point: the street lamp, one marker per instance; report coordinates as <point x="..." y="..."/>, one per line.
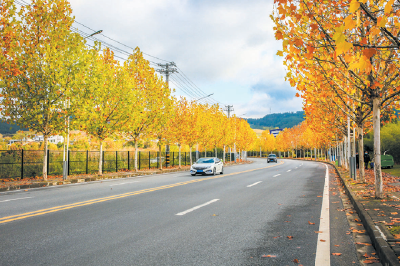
<point x="197" y="145"/>
<point x="66" y="145"/>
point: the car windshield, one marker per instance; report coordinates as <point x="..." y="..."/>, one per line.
<point x="205" y="160"/>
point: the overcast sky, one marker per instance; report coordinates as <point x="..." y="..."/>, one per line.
<point x="224" y="47"/>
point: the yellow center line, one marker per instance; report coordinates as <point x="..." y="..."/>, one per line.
<point x="128" y="194"/>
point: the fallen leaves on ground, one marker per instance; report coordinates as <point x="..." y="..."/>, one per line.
<point x="370" y="261"/>
<point x="365" y="244"/>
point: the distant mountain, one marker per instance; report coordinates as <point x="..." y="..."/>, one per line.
<point x="8" y="128"/>
<point x="280" y="120"/>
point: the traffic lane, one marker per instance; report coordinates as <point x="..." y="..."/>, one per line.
<point x="132" y="231"/>
<point x="112" y="197"/>
<point x="36" y="199"/>
<point x="291" y="235"/>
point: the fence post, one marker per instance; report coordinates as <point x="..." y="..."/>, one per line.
<point x="48" y="161"/>
<point x="22" y="163"/>
<point x="69" y="159"/>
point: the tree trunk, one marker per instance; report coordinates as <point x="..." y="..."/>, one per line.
<point x="101" y="158"/>
<point x="223" y="159"/>
<point x="361" y="153"/>
<point x="45" y="157"/>
<point x="190" y="155"/>
<point x="377" y="148"/>
<point x="180" y="146"/>
<point x="159" y="157"/>
<point x="136" y="156"/>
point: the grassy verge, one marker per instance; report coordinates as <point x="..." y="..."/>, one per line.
<point x="395" y="171"/>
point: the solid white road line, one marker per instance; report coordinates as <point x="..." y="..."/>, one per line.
<point x="323" y="254"/>
<point x="197" y="207"/>
<point x="124" y="183"/>
<point x="15" y="199"/>
<point x="254" y="184"/>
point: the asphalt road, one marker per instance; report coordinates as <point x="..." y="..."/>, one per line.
<point x="243" y="217"/>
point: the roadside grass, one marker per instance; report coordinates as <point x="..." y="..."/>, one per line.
<point x="395" y="171"/>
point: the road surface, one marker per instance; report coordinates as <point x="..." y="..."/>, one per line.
<point x="254" y="214"/>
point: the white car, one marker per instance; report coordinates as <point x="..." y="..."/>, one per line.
<point x="206" y="166"/>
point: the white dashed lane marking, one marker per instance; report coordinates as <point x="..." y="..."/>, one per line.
<point x="254" y="184"/>
<point x="197" y="207"/>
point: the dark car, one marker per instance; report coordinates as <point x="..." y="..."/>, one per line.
<point x="272" y="158"/>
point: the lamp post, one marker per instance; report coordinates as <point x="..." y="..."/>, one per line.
<point x="66" y="145"/>
<point x="197" y="145"/>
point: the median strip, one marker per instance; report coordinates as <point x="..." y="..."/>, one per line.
<point x="119" y="196"/>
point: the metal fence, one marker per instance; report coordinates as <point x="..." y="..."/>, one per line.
<point x="24" y="163"/>
<point x="265" y="154"/>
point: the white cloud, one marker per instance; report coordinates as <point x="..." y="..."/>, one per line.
<point x="261" y="104"/>
<point x="226" y="47"/>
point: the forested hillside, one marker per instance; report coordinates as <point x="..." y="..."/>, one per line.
<point x="279" y="120"/>
<point x="8" y="128"/>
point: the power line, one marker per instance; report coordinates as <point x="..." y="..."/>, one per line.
<point x="190" y="85"/>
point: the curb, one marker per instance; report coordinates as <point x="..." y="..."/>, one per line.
<point x="384" y="251"/>
<point x="97" y="178"/>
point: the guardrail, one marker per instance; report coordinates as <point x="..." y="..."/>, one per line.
<point x="27" y="163"/>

* **EXERCISE DIRECTIONS**: Duplicate the rows from the line containing "point: the white cloud, one" through the end of the rows, keeping every character unchanged.

* **EXERCISE RESPONSE**:
point: the white cloud, one marker per instance; report coordinates as <point x="..." y="..."/>, one per line.
<point x="261" y="104"/>
<point x="226" y="47"/>
point: the forested hillside, one marker per instance; report coordinates as <point x="..." y="..."/>, one per line.
<point x="279" y="120"/>
<point x="8" y="128"/>
point: the power line, one marker per instance; report coordinates as <point x="..." y="..."/>, one per line.
<point x="190" y="85"/>
point: the curb, one marker per instance; report coordinates as <point x="..." y="..."/>, one per line.
<point x="384" y="251"/>
<point x="97" y="178"/>
point: the guardrail, one marker per instance; report coordinates as <point x="..." y="..."/>, one per line.
<point x="27" y="163"/>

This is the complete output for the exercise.